■ Document extract:
○ ○ ○ ○ ○ ○ ○
February 6, 2001
Videx was the second NRTI agent brought to market in the early 1990s and has been associated with chalky large pills, bloating, gas, and potent antiviral activity. It was a sheep in wolf's clothing. Efforts to make it better were slow and incremental ranging from switching from chalk to mandarin orange flavor and eventually smaller tablets that still contained a buffer that was responsible for the upset stomachs. Meanwhile, Bristol-Meyers Squibb -- the company that first manufactured this medicine -- were trying to figure out how to make it more tolerable and palatable. They seemed to have fixed the problem. They studied the technology of time release capsules with little coated beadlets that release the medicine in the intestine thereby eliminating the need for the buffer and making a new drug out of an old, unpopular, but useful medicine.
Videx is a useful medicine because it is taken once daily. It is currently recommended to be taken one hour after eating and then to avoid food for two hours after administration, thus rendering it easy for night administration. It can be taken with other medicines, but not with food. The improved tolerability and once-daily administration make this a useful NRTI again and the first to be approved for once-daily use. Clinical applications (320, 321, 491) demonstrate the utility of once-daily regimens using ddI as a cornerstone with previously mentioned research providing other NRTI choices to be paired with NNRTIs as well.
These studies were designed to evaluate the enteric-coated ddI versus the old version of ddI tablets in two different study regimens.
Schrader et al. compared the antiviral safety and efficacy of ddI EC with ddI tablet with a backbone of d4T and nelfinavir in treatment-naive patients whose CD4 count was >100. The goal was to demonstrate equal efficacy as measured by antiviral suppression in this open label randomized naive trial with 138 patients studied for 48 weeks. This trial really compared the difference in tolerability between the two different ddI preparations, as well as the antiviral efficacy. The conclusion is both regimens showed similar safety and efficacy with similar magnitude of viral suppression in both arms with comparable immunologic improvement seen in both arms. The key difference is that there were significantly fewer discontinuation secondary to adverse events in the Videx EC arm compared to the tablets (7% vs. 20%; P=.04).
Gathe compared antiviral activity as measured by the proportion of patients with HIV RNA of less than 400 copies at 48 weeks. The secondary objective was to evaluate the changes over time from baseline for both HIV RNA and CD4 levels. The trial compared a protease inhibitor -- nelfinavir (750 TID) with Videx EC and D4T (40mg BID) (as the NRTI backbone) to a different NRTI duo of AZT (300mg BID) and 3TC (150mg BID) and the same dose of nelfinavir.
Videx EC results in a lower Cmax, increased Tmax, and equivalent AUCs when compared to chewable ddI. The drug had a favorable profile in terms of ease of use and therefore was relevant to test in this three-drug combination to demonstrate equivalent efficacy to the combivir arm.
The results showed:
The improvements in palatability, with equal efficacy and once-daily administration reestablish Videx as an important antiviral agent. As more agents are available for once-daily usage, Videx EC may be used as a cornerstone of future simplified regimens.
○ ○ ○ ○ ○ ○ ○
■ Raw data:
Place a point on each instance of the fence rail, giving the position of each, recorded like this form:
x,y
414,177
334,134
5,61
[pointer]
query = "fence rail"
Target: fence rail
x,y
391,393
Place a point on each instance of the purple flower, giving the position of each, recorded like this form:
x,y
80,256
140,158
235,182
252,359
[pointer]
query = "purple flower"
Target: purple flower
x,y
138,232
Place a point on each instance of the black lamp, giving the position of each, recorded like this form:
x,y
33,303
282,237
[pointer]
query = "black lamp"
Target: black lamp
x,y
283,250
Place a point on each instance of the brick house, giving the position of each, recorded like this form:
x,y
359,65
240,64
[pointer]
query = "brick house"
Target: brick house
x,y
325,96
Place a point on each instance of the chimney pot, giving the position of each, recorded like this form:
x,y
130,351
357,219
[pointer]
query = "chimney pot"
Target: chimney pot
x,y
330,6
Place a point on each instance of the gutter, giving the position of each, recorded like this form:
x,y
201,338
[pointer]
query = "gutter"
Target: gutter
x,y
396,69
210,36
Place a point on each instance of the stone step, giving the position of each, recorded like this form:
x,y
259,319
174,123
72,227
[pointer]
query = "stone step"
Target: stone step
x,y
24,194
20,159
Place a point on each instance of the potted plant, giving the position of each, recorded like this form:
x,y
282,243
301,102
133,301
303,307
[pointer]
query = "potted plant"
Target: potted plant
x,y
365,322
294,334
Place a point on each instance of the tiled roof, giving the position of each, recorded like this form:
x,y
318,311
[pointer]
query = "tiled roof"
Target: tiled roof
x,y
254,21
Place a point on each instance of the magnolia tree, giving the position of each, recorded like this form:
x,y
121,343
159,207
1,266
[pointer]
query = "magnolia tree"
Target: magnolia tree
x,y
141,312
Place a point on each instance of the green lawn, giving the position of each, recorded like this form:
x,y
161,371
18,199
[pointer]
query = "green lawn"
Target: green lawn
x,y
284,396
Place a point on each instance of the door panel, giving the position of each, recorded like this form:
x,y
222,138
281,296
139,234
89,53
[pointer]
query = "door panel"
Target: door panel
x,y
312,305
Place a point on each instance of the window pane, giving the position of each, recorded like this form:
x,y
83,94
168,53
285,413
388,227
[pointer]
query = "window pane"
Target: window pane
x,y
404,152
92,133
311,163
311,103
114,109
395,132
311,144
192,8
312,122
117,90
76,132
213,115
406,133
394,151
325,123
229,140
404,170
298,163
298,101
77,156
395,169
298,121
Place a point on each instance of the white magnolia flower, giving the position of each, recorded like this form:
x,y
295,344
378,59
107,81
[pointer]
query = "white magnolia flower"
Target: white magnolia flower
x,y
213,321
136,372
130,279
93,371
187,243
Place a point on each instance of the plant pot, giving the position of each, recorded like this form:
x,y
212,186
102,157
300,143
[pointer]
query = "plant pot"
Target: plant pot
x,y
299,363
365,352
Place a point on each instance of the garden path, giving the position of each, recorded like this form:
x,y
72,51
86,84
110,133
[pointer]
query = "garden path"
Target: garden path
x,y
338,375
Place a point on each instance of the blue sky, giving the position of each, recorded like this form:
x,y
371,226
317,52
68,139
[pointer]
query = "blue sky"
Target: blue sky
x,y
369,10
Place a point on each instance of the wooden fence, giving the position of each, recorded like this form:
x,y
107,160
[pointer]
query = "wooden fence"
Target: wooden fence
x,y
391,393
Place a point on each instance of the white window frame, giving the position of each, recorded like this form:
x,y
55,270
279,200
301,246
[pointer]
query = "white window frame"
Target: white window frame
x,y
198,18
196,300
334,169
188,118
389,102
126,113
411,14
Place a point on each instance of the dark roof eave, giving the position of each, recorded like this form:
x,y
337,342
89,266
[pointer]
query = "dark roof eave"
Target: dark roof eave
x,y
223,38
○ ○ ○ ○ ○ ○ ○
In the Videx article, what share of patients stopped treatment because of adverse events in the Videx EC arm of the Schrader trial, and what share stopped in the tablet arm?

In the Videx EC arm, 7% stopped, compared with 20% in the tablet arm.